▶ Exercise directions:
Reproduce the full listing as it stands. Images do not belong in the copy.
_ _ _
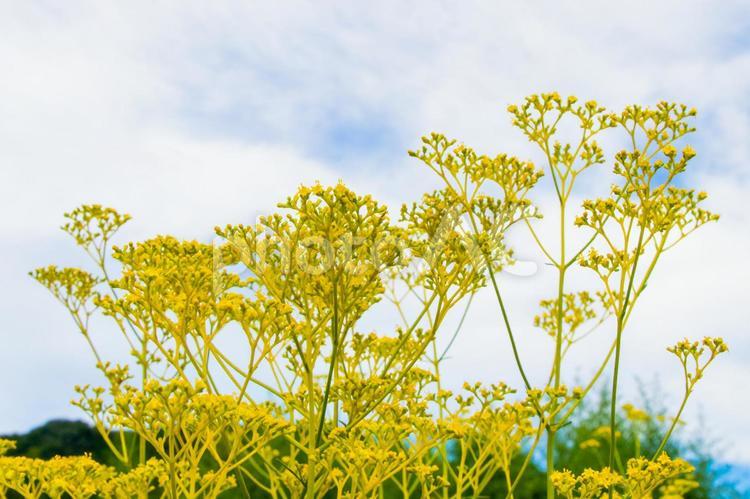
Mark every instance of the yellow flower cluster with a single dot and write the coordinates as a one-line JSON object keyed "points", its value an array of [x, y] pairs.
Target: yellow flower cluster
{"points": [[250, 366]]}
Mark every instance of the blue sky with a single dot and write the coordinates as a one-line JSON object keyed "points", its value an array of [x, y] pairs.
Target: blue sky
{"points": [[188, 116]]}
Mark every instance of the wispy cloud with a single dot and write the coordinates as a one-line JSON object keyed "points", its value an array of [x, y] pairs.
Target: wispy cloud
{"points": [[188, 116]]}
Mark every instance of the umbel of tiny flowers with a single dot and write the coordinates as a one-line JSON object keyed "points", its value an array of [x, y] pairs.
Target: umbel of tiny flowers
{"points": [[277, 307]]}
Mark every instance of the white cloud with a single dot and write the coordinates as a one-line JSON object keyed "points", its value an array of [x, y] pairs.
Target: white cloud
{"points": [[190, 116]]}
_ _ _
▶ Answer:
Mark every instance of the yellow flower cluster with a single dot and write the coordinates as a one-line JSON object keyed "points", its value an array of [x, y] pairs.
Target: yellow flower cluster
{"points": [[250, 366]]}
Mark every instance of the blue sky with a single dot and write the coordinates as a one-line JSON object keyed "points", its value an array of [x, y] pairs.
Target: blue sky
{"points": [[188, 116]]}
Mark every instance of the wispy cloud with a single dot and write the coordinates as a one-line JSON object keyed "points", its value an array of [x, y] pairs.
Target: wispy cloud
{"points": [[188, 116]]}
Mark every instance of the umbel of tiny flowers with a single dot and write the coordinates as a one-line JSON object keyed "points", its value an array of [x, y] pairs.
Target: umbel of tiny flowers
{"points": [[277, 307]]}
Mark every instance of the white cloud with a single dot and write the coordinates as a one-line JSON object keyed "points", its value an array of [x, y] pairs.
Target: white cloud
{"points": [[190, 116]]}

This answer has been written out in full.